__INSTRUCTIONS FOR THE TASK__.
Copy the judgment excerpt word for word from "8. Further learned" to "judgment and order.".

__TEXT UNDER STUDY__.
21. Having thus regards to the facts and the evidence adduced in this case, it has been proved that the death of Rashmikaben has been caused under otherwise than normal circumstances and that such death had occurred within 7 years of her marriage. But, it has not been proved beyond reasonable doubt that Rashmikaben had been subjected to cruelty or harassment by her husband or any relatives of her husband and that such cruelty or harassment was for or in connection with the demand for dowry. It is also not proved beyond reasonable doubt that the husband or his relatives, by his wilful conduct created a situation which he knew would drive his wife to commit suicide. It is needless to say that when the main offence is not proved, there would be no question of abetment as envisaged by Section 114, IPC. I, therefore, answer points Nos. 1 to 4 in negative.”

7. In view of above, in our view, the Trial Court has rightly come to the conclusion that the prosecution has miserably failed to prove the case against the accused beyond reasonable doubt and the accused are required to be acquitted of the charges levelled against them.

8. Further learned APP is not in a position to show any evidence to take a contrary view in the matter or that the approach of the Court below is vitiated by some manifest illegality or that the decision is perverse or that the Court below has ignored the material evidence on record. In above view of the matter, we are of the considered opinion that the Court below was completely justified in passing impugned judgment and order.

9. We are, therefore, of the considered opinion that the findings recorded by the Trial Court in acquitting the accused of the charges levelled against them are absolutely just and proper and in recording the said findings, no illegality or infirmity has been committed by it. We are in complete agreement with the reasonings given and the findings arrived at by the Trial Court. No interference is warranted with the judgment and order of the Trial Court. Hence, the appeal is devoid of any merit and is dismissed. Bail bond stands cancelled.

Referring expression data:
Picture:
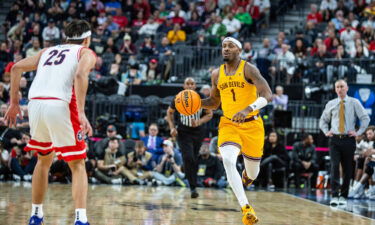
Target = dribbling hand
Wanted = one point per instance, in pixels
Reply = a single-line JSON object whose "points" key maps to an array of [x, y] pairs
{"points": [[11, 115], [173, 132], [85, 125], [241, 115]]}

__ANSWER SPACE__.
8. Further learned APP is not in a position to show any evidence to take a contrary view in the matter or that the approach of the Court below is vitiated by some manifest illegality or that the decision is perverse or that the Court below has ignored the material evidence on record. In above view of the matter, we are of the considered opinion that the Court below was completely justified in passing impugned judgment and order.